Nothing in the records should be altered; retype them all exactly.

[Entries taken from a collection]
_ _ _ _ _ _ _
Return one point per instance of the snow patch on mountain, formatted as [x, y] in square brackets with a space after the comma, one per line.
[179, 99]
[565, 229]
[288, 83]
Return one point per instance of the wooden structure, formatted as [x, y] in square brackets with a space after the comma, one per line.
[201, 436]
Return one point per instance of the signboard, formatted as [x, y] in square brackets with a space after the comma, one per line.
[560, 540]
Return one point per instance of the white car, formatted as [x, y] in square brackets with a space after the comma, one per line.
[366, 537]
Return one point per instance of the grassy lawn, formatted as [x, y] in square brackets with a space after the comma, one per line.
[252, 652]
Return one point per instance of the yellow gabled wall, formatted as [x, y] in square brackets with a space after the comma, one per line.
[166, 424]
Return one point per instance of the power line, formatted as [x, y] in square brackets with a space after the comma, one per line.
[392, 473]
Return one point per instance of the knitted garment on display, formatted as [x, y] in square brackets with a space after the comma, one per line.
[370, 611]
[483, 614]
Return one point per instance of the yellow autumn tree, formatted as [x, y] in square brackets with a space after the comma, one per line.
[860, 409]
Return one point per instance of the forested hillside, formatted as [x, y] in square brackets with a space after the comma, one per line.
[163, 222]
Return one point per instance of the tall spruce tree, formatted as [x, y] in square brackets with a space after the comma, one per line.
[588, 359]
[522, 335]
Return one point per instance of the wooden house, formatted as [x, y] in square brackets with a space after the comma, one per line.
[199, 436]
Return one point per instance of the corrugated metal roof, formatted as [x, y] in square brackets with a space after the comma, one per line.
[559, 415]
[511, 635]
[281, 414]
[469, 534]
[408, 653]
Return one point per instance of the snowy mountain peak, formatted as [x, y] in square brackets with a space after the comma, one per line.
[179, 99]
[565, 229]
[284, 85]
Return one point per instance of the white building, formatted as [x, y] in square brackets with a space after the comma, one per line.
_ _ _ _ _ _ _
**RESULT OF THIS EXERCISE:**
Return one point per instance of the snow patch on mountain, formatted as [x, y] in square brackets with a space after the comma, one per line.
[179, 99]
[565, 229]
[288, 83]
Return one point per instance of the wooden structure, formatted as [x, y] in square brackets with a space after the comma, one per line.
[201, 436]
Return one point per instance of the signboard, formatted as [x, y] in square brackets with a space after the comma, one per line.
[560, 540]
Return one point per instance of the white car, formatted as [x, y] in square brackets with a space after the comma, one per line.
[366, 537]
Return one point per instance of the grassy lawn, formatted as [x, y] in square brackets with a space after the comma, one per line.
[252, 652]
Return one point per instance of the yellow gabled wall, formatted as [x, y] in square brackets with a space after the comma, one per line.
[166, 424]
Return one point per instance of the power line, formatted as [x, y] in square brackets with a space after the comma, one per line.
[392, 473]
Return one point per instance of the knitted garment on display, formatted as [x, y] in square brackets with a space after the comma, one per line.
[370, 611]
[483, 614]
Return one point per instance of the yellow autumn tree, formatted as [x, y] in square brackets with a space after the comma, one per line.
[860, 409]
Return one point per instance of the forested hillside, formatted as [x, y] in square brackets with a space after the comma, one per line.
[163, 222]
Return one point per instance of the tall spruce tree, formatted as [x, y] in square brackets with a space after the comma, one per line.
[588, 359]
[522, 335]
Return one point per instance of the wooden house, formatted as [x, y] in square brackets with a space after the comma, one per line.
[199, 436]
Return one point per instance of the corrugated metal roof, formatted as [x, y] in square brackets with a space after the comma, one per line.
[559, 415]
[511, 635]
[281, 414]
[469, 534]
[408, 653]
Return one point per instance of the snowy mountain peak, formatted as [x, y] in square brackets with a space after the comma, one per line.
[179, 99]
[565, 229]
[284, 85]
Return one point per instance of the white building, formatted as [x, y] in square brackets with a space after the comma, one per line.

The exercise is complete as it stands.